A verbatim copy of the lines starting at the one with "Target: colorful striped shirt" and ending at the last line below is required; include nothing else.

*** EXTRACTED RECORDS ***

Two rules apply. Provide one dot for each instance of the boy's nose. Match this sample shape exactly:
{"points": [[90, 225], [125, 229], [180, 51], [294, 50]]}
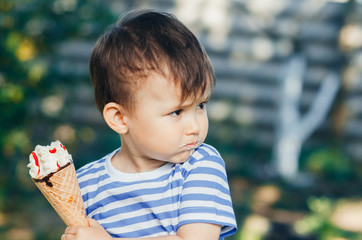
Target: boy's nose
{"points": [[193, 126]]}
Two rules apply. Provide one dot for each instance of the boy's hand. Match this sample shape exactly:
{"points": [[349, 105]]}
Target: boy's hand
{"points": [[95, 231]]}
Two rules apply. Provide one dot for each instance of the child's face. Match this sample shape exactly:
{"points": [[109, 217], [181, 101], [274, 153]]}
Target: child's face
{"points": [[162, 129]]}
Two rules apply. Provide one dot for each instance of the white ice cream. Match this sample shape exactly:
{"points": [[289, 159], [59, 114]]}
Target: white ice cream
{"points": [[48, 159]]}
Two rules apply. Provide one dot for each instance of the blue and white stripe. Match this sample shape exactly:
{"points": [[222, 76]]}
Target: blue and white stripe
{"points": [[158, 202]]}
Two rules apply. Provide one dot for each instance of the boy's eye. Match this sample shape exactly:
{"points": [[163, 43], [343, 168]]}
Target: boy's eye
{"points": [[176, 113], [201, 105]]}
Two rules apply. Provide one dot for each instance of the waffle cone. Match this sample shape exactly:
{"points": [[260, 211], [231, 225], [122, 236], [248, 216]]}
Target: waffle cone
{"points": [[62, 191]]}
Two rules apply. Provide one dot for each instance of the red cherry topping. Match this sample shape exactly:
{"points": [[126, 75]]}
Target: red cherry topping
{"points": [[53, 150]]}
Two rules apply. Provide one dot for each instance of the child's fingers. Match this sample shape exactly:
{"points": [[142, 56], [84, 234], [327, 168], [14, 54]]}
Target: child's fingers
{"points": [[93, 223], [71, 230]]}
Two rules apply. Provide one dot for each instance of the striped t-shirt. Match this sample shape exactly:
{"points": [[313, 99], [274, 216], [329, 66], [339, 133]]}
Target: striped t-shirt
{"points": [[158, 202]]}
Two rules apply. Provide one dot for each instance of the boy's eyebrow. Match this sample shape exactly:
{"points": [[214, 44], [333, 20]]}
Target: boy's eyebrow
{"points": [[203, 98]]}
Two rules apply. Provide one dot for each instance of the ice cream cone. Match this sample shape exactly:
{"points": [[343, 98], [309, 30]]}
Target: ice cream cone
{"points": [[62, 191]]}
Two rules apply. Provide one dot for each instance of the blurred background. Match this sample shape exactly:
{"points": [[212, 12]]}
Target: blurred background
{"points": [[286, 113]]}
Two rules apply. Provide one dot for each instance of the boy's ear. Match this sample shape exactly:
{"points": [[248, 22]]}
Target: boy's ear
{"points": [[113, 113]]}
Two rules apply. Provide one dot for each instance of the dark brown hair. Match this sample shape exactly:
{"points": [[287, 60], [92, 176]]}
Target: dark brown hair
{"points": [[143, 41]]}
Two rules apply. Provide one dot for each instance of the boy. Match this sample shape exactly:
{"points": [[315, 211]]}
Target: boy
{"points": [[152, 80]]}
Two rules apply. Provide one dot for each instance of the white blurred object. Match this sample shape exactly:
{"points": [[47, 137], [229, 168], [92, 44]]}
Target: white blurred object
{"points": [[292, 128]]}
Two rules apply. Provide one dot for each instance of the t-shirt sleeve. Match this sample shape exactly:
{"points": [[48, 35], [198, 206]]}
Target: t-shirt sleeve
{"points": [[205, 196]]}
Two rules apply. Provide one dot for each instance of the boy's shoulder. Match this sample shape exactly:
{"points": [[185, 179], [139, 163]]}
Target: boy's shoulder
{"points": [[205, 155]]}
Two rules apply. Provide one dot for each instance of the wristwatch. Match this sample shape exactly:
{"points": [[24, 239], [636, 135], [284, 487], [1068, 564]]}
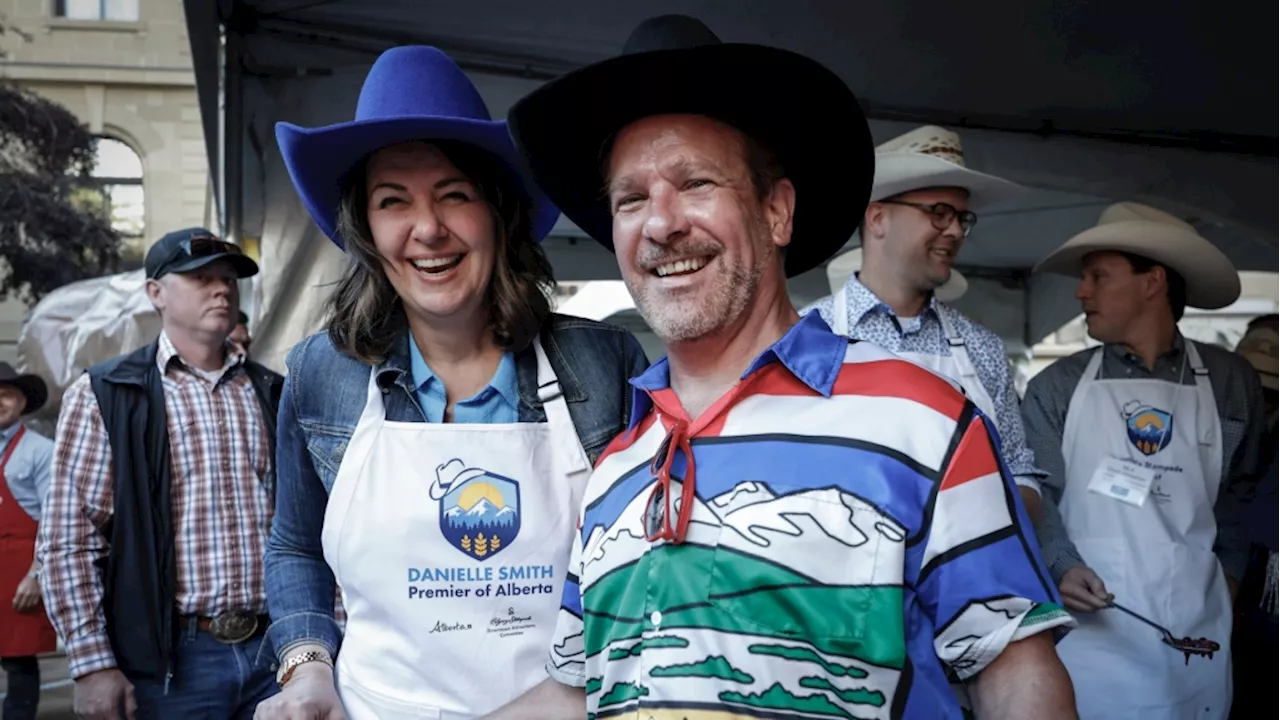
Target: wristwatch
{"points": [[289, 665]]}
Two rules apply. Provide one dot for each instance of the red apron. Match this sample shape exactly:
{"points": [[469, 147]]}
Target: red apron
{"points": [[21, 633]]}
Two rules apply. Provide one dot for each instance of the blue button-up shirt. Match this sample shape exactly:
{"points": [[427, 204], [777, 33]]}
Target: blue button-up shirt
{"points": [[27, 472], [497, 402], [873, 320]]}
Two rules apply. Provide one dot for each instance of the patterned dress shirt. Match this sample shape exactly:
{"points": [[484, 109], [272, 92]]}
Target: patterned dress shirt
{"points": [[873, 320], [222, 502]]}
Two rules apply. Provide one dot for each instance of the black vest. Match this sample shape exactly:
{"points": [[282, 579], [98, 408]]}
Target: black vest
{"points": [[140, 575]]}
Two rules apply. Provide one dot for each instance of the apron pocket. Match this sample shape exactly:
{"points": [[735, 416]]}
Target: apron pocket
{"points": [[800, 569], [362, 702]]}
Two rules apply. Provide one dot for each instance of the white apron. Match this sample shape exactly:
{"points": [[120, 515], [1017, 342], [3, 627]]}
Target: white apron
{"points": [[1157, 559], [451, 543], [956, 367]]}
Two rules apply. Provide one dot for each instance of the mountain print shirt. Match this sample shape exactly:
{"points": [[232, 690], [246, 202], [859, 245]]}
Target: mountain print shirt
{"points": [[854, 545]]}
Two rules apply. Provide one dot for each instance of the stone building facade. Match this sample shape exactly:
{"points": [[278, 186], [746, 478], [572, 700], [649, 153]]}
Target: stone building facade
{"points": [[124, 68]]}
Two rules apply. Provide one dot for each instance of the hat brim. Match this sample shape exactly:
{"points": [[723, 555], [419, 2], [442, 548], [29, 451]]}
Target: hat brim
{"points": [[842, 267], [810, 121], [33, 388], [243, 265], [1212, 281], [901, 172], [319, 159]]}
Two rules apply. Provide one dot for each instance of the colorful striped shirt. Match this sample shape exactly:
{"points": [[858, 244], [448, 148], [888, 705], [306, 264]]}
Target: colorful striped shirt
{"points": [[854, 546]]}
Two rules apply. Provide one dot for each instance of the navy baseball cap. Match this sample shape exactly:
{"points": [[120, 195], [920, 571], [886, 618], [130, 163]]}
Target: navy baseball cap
{"points": [[191, 249]]}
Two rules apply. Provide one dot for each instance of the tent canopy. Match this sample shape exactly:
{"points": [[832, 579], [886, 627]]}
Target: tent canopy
{"points": [[1088, 103]]}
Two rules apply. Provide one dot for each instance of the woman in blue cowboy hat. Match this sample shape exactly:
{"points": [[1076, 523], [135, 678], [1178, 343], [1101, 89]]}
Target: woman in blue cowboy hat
{"points": [[434, 442]]}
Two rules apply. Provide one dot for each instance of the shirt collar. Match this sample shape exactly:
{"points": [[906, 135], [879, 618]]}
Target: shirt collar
{"points": [[809, 350], [1173, 354], [167, 352], [503, 381], [862, 301]]}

*** End of EXTRACTED RECORDS ***

EXPECTED ANSWER:
Target: colorful striped shirt
{"points": [[854, 546]]}
Two rules apply. Provide one dot for each instance of the navy baseball cap. Match this sample shape exactly:
{"points": [[120, 195], [920, 571], [886, 618], [130, 163]]}
Target: navy baseball cap
{"points": [[191, 249]]}
Two rules apply. Provide one dot for each instance of the tent canopy. Match this sample shape exactly:
{"points": [[832, 579], [886, 627]]}
Target: tent canopy
{"points": [[1088, 103]]}
Two rules apply. Provide one dot for each instance of the woman in blue cowboy hat. Match this sample shape exactly:
{"points": [[1076, 523], [135, 678], [1178, 343], [1101, 89]]}
Target: woman in blue cowboy hat
{"points": [[434, 442]]}
Two rules apply. Provide one dot for each instance of the shirt collar. Match this sample shape exactly:
{"points": [[906, 135], [879, 618]]}
Target: shirt collar
{"points": [[809, 350], [1173, 354], [167, 352], [503, 381], [862, 301]]}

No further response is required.